* [SELECTED EXCERPT]:
*****

• Mr. Jeff Neill

What I Would Do If I Were You (or "How to spend the summer before senior year")

Dear rising seniors,

Let me join the chorus in congratulating you for having reached that most distinguished goal of high school, the senior year. You have endured much and accomplished much, all in light of the unexpected end to your junior year. Throughout it all, you have done much this spring to ensure a positive future. Senior year will be terrific! So be sure to take some time to get some rest this summer so that you can make the most of it come August, whatever comes our way.

That said, it has become an annual tradition to write this note to each class at the conclusion of their junior year on how best to spend this last summer of high school. You may not have homework over the next two months, but there is plenty to do. Please take the time to read through this note, which we have come to call the “what I would do if I were you” note. We base much of this on our many years of counseling students, but, more recently, much of this comes from the recently graduated seniors ahead of you. Heed our advice and get as much out of the way over the summer as is humanly possible! You’ll thank us all later!

*****

* [DATA PROVIDED]:

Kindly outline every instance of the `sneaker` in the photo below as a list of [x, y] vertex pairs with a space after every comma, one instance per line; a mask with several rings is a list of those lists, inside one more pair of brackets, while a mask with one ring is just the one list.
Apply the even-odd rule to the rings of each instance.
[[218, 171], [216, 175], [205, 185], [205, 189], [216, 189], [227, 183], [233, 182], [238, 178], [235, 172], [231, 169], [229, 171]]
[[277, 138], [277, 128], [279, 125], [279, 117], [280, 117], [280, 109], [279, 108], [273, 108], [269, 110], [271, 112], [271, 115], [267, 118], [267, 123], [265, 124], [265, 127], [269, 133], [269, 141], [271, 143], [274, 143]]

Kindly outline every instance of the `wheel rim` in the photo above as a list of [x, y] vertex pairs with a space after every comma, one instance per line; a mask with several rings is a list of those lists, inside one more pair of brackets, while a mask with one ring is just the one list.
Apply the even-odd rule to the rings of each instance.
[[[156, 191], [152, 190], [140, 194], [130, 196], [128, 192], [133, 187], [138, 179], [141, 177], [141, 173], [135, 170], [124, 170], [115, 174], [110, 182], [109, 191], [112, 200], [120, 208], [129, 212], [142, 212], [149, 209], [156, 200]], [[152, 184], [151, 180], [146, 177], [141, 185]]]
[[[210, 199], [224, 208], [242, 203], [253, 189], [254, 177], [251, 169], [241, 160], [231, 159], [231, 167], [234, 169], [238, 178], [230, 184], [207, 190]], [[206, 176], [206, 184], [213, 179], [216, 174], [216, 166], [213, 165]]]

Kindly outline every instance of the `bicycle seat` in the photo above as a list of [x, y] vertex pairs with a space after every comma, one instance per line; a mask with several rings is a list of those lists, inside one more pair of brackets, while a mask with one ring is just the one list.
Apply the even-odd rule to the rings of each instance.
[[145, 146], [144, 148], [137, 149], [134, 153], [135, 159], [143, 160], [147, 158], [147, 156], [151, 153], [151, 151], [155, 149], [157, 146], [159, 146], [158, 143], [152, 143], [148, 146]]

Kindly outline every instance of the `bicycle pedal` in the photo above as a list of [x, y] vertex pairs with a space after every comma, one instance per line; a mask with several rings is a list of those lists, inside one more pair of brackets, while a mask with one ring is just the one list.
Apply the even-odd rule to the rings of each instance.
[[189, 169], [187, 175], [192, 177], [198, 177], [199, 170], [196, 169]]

*****

* [TASK 1]:
In the letter to rising seniors, what name has the annual note come to be called?
* [TASK 2]:
Continue the letter to rising seniors after its last sentence.

* [WRITTEN REPLY 1]:
The "what I would do if I were you" note.

* [WRITTEN REPLY 2]:
From a practical perspective, this is your LAST weekly assignment for the school year and summer! This message should guide your work through to the start of school in the fall!

  • Get your applications completed. So much of the Common Application, the Coalition Application, the UCAS application (for the UK), the University of California application, the OUAC (for Ontario), and other applications throughout the world require some very basic information... but a lot of it; it merely takes time to complete, mostly. The good news is that many are able to be started over the summer. Take some time and get these applications completed. Often you will need information from your parents, so be sure to come back to school in the fall with as much of these applications complete. Also, be sure to use your ISD email address when you create these accounts!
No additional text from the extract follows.